On the 25th it burst out in three different ways at once; by the electors, by the crowd, and by the soldiery.

The seat of the Revolution fixes itself at Paris.

The electors had agreed to meet again after the elections, in order to complete their instructions to the deputies whom they had elected. Though the ministry refused its permission,* the coup d'état, on the 23rd, urged them on; they had likewise their coup d'état, and assembled, of their own accord, on the 25th, in the Rue Dauphine. A wretched assembly-room, occupied at that moment by a wedding-party, which made room for them, received, at first, the Assembly of the electors of Paris. This was their Tennis-court. There Paris, through their medium, made an engagement to support the National Assembly. One of them, Thuriot, advised them to go to the Hotelde-Ville, into the great hall of Saint-Jean, which nobody durst refuse them.

◆ ◆ ◆

DIRECTIVES -
**a.** Translate this sentence from the passage on the Paris electors into Spanish: "The seat of the Revolution fixes itself at Paris."
**b.** Reproduce word for word the part of the passage on the Paris electors starting at "On the 25th it" and ending at "durst refuse them.".
**c.** According to the passage on the Paris electors, on what street did the electors assemble on the 25th?

INFORMATION PROVIDED -
◆ ◆ ◆

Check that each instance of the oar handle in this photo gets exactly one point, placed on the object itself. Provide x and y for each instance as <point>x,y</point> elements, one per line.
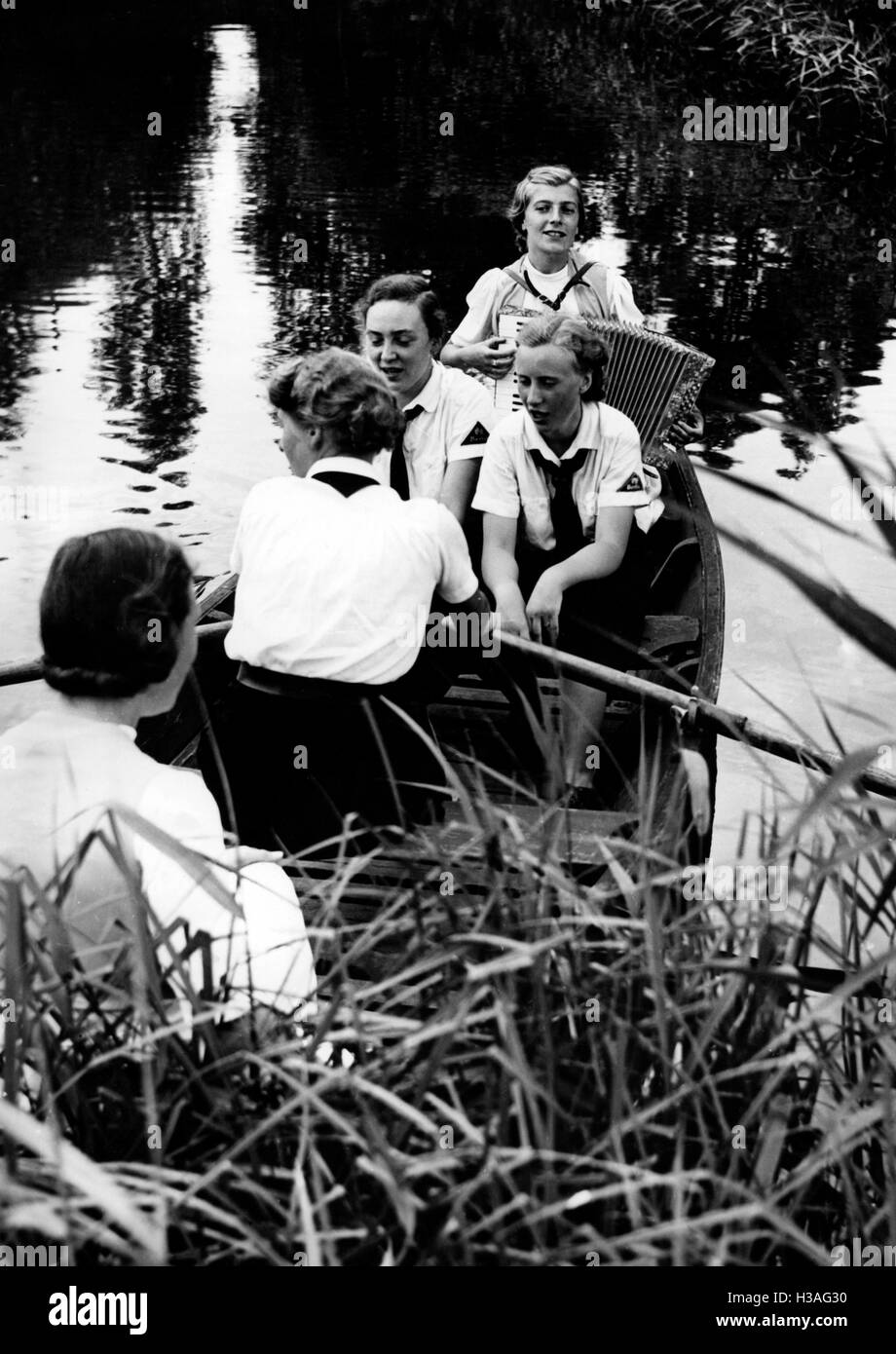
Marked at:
<point>715,718</point>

◆ ◆ ◆

SOLUTIONS PER TASK -
**a.** La sede de la Revolución se fija en París.

**b.**
On the 25th it burst out in three different ways at once; by the electors, by the crowd, and by the soldiery.

The seat of the Revolution fixes itself at Paris.

The electors had agreed to meet again after the elections, in order to complete their instructions to the deputies whom they had elected. Though the ministry refused its permission,* the coup d'état, on the 23rd, urged them on; they had likewise their coup d'état, and assembled, of their own accord, on the 25th, in the Rue Dauphine. A wretched assembly-room, occupied at that moment by a wedding-party, which made room for them, received, at first, the Assembly of the electors of Paris. This was their Tennis-court. There Paris, through their medium, made an engagement to support the National Assembly. One of them, Thuriot, advised them to go to the Hotelde-Ville, into the great hall of Saint-Jean, which nobody durst refuse them.

**c.** The Rue Dauphine.